Records to process below:
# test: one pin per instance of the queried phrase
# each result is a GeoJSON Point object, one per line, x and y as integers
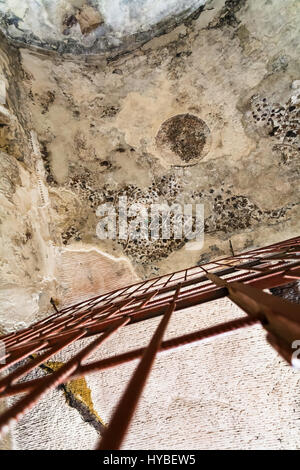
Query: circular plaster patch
{"type": "Point", "coordinates": [183, 140]}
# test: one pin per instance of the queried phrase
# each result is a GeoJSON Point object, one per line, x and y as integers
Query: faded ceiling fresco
{"type": "Point", "coordinates": [91, 26]}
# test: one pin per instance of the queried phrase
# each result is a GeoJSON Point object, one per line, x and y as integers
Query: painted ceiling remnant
{"type": "Point", "coordinates": [91, 26]}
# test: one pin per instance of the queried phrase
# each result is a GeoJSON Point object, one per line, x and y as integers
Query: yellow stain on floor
{"type": "Point", "coordinates": [78, 388]}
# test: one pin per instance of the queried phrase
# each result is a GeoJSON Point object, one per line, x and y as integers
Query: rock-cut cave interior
{"type": "Point", "coordinates": [184, 101]}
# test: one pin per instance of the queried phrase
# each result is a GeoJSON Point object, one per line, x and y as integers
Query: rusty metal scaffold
{"type": "Point", "coordinates": [242, 278]}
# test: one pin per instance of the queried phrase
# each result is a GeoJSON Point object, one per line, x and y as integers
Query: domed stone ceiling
{"type": "Point", "coordinates": [91, 26]}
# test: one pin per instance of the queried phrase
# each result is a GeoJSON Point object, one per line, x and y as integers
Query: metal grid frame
{"type": "Point", "coordinates": [242, 278]}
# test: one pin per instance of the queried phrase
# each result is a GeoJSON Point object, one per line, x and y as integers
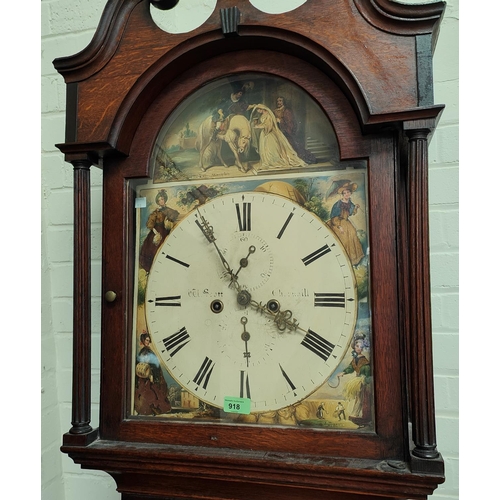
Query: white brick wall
{"type": "Point", "coordinates": [67, 27]}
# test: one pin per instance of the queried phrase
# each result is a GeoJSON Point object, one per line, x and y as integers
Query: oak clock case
{"type": "Point", "coordinates": [250, 309]}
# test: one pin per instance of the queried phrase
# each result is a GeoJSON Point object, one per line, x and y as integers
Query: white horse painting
{"type": "Point", "coordinates": [236, 133]}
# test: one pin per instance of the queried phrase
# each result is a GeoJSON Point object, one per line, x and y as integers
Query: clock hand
{"type": "Point", "coordinates": [245, 336]}
{"type": "Point", "coordinates": [282, 319]}
{"type": "Point", "coordinates": [244, 260]}
{"type": "Point", "coordinates": [208, 232]}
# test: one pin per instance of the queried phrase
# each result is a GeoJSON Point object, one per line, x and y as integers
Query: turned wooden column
{"type": "Point", "coordinates": [80, 420]}
{"type": "Point", "coordinates": [420, 334]}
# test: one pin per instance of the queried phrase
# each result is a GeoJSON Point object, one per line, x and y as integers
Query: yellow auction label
{"type": "Point", "coordinates": [237, 405]}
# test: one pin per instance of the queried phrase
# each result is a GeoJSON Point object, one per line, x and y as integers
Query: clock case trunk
{"type": "Point", "coordinates": [369, 66]}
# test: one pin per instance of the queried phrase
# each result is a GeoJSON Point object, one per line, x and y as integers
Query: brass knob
{"type": "Point", "coordinates": [110, 296]}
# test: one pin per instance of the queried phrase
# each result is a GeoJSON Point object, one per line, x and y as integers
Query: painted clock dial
{"type": "Point", "coordinates": [251, 296]}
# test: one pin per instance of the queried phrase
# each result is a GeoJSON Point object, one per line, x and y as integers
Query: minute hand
{"type": "Point", "coordinates": [208, 232]}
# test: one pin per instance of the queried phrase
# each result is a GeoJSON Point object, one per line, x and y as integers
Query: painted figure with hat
{"type": "Point", "coordinates": [359, 387]}
{"type": "Point", "coordinates": [340, 222]}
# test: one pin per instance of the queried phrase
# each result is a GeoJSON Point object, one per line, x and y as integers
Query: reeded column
{"type": "Point", "coordinates": [81, 300]}
{"type": "Point", "coordinates": [420, 334]}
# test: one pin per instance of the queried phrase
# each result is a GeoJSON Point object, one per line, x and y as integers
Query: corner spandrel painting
{"type": "Point", "coordinates": [254, 134]}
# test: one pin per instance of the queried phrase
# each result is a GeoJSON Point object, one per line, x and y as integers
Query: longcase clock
{"type": "Point", "coordinates": [266, 326]}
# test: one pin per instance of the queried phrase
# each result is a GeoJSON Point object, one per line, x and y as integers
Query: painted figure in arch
{"type": "Point", "coordinates": [288, 125]}
{"type": "Point", "coordinates": [159, 223]}
{"type": "Point", "coordinates": [273, 147]}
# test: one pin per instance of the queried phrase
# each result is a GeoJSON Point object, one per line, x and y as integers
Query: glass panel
{"type": "Point", "coordinates": [252, 299]}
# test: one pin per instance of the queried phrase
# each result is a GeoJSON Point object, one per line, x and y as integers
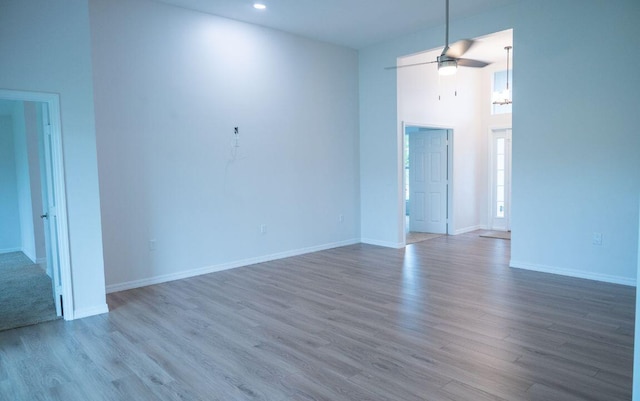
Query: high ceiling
{"type": "Point", "coordinates": [352, 23]}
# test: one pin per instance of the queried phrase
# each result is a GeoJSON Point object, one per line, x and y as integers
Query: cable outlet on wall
{"type": "Point", "coordinates": [597, 239]}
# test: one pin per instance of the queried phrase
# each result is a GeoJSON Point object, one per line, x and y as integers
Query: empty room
{"type": "Point", "coordinates": [231, 188]}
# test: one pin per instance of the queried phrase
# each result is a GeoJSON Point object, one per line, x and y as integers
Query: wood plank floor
{"type": "Point", "coordinates": [444, 319]}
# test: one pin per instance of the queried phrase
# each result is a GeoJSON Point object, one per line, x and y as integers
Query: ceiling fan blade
{"type": "Point", "coordinates": [409, 65]}
{"type": "Point", "coordinates": [466, 62]}
{"type": "Point", "coordinates": [456, 50]}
End of Records to process.
Work request: Give back every record above word for word, dropping pictures.

Response:
# test: one pin per instance of the queried phrase
# each result is a GeoJSON Point object, one per line, x and y as integers
Query: circular plaster patch
{"type": "Point", "coordinates": [183, 140]}
# test: one pin per instance of the queried phrase
# each result is a GeoJSON Point object, one per line, x and y as integers
Query: faded ceiling fresco
{"type": "Point", "coordinates": [91, 26]}
# test: one pin per instance of the queried phrase
# each result is a GeoJSON Point object, one per line, x and y as integers
Query: painted ceiling remnant
{"type": "Point", "coordinates": [91, 26]}
# test: one pin per instance of the queried phrase
# each result is a GeoJSON Point object, one per line, x and y as integers
Query: yellow stain on floor
{"type": "Point", "coordinates": [78, 388]}
# test: one pin per instance of the queried phrase
# each result is a GeoJSON Point object, one per line, x and y as integers
Query: rock-cut cave interior
{"type": "Point", "coordinates": [184, 101]}
# test: one pin per instance of the queried phrase
# each result is a GeoJSON Point object, one per line, x and y as integers
Query: rusty metal scaffold
{"type": "Point", "coordinates": [242, 278]}
# test: one pin per instance of the queried phrase
# each result is a GeoJSON Point object, one per line, x and y as integers
Query: domed stone ceiling
{"type": "Point", "coordinates": [91, 26]}
# test: one pin per instance of the queried phrase
# each result is a GeoJSON Point object, one per line, x and y as integers
Query: metal grid frame
{"type": "Point", "coordinates": [242, 278]}
# test: one pin per instance of the queried phrase
# each result is a GeoJSON Point object, one per line, x and y as integers
Query: white brick wall
{"type": "Point", "coordinates": [67, 27]}
# test: one pin per instance of the queried phrase
# each result is a GeoJSON Point object, one per line, x and y as integers
Query: oak clock case
{"type": "Point", "coordinates": [250, 309]}
# test: one pin per instance of the queried phrase
# each result is a GeoJSON Point object, one per line, x and y as integers
Query: white horse painting
{"type": "Point", "coordinates": [236, 133]}
# test: one pin per instance of the queried phrase
# each result is a GeoJSON Point object, one per line, x and y as integers
Query: clock hand
{"type": "Point", "coordinates": [245, 336]}
{"type": "Point", "coordinates": [282, 319]}
{"type": "Point", "coordinates": [244, 260]}
{"type": "Point", "coordinates": [208, 232]}
# test: one pin per instance of the queried phrase
# each result is a GeoJSON Point object, one per line, x and y as integers
Query: turned wooden column
{"type": "Point", "coordinates": [80, 420]}
{"type": "Point", "coordinates": [420, 334]}
# test: one pin per instance of the queried phrase
# each result is a GeoJSON Point object, one per line, x and y as integers
Query: yellow auction label
{"type": "Point", "coordinates": [237, 405]}
# test: one pin per instance of the queried phrase
# each result is a GeoJSON Point object, one per line, x and y as integers
Query: clock case trunk
{"type": "Point", "coordinates": [369, 66]}
# test: one pin per instance of the queried phrase
# each result is a GeoJSON Point object, one per line, x and y as integers
Query: brass knob
{"type": "Point", "coordinates": [110, 296]}
# test: one pin per instance of the queried phrase
# each result is a GeoJSON Point object, one per line, x and y as integers
Query: painted clock dial
{"type": "Point", "coordinates": [251, 296]}
# test: one pin per instance of the queried phrase
# each result is a GeoJSON Point object, one per line, x and y as integers
Query: minute hand
{"type": "Point", "coordinates": [208, 232]}
# test: one pin per instance of the queried phrase
# each result is a GeoJSON Point object, one per line, x and y as integers
Query: painted figure with hat
{"type": "Point", "coordinates": [359, 387]}
{"type": "Point", "coordinates": [340, 222]}
# test: one pin per instance of the queried phrase
# each result is a GeoJSON Point object, one per line, x and y as integers
Query: reeded column
{"type": "Point", "coordinates": [81, 300]}
{"type": "Point", "coordinates": [420, 334]}
# test: one pin per instance of the queried phrase
# each result is a GeoJSON Point object, one per line, x and y as integers
Query: corner spandrel painting
{"type": "Point", "coordinates": [254, 134]}
# test: one pin per instance of the queried phrase
# each result is a GeoJSON Point object, one per line, x and y as integers
Query: longcase clock
{"type": "Point", "coordinates": [266, 326]}
# test: one pin per instance of the queried phrase
# each result is a GeoJSON Point object, one per line, x and y as integers
Query: painted figure in arch
{"type": "Point", "coordinates": [288, 125]}
{"type": "Point", "coordinates": [159, 223]}
{"type": "Point", "coordinates": [273, 147]}
# test: one pin per instance of the queried phrase
# each result is a GeoJSON Point object, one per line, x and y as integers
Query: glass panel
{"type": "Point", "coordinates": [252, 299]}
# test: one pin per instance of the queried phrase
# each result is a GeoJSON Point object, one per line, x and y as integers
Query: high ceiling
{"type": "Point", "coordinates": [352, 23]}
# test: one pin per instance of the queried phrase
# each result is a GeoJSON Point object, one per line, x and y as integers
Query: cable outlet on wall
{"type": "Point", "coordinates": [597, 239]}
# test: one pin per instance of the queried phrase
# each result is a GeoJSON Point object, one per line, x and y as integers
Query: empty room
{"type": "Point", "coordinates": [231, 188]}
# test: one pin per instance of the queried phrase
# each result is a GeoJSON Point object, one per line, x and y as integers
Query: wood plank floor
{"type": "Point", "coordinates": [444, 319]}
# test: one pin per instance of the queried phrase
# each result is a GeoJSON Point object, one per line, x and y as integers
Query: ceiling fan blade
{"type": "Point", "coordinates": [409, 65]}
{"type": "Point", "coordinates": [466, 62]}
{"type": "Point", "coordinates": [456, 50]}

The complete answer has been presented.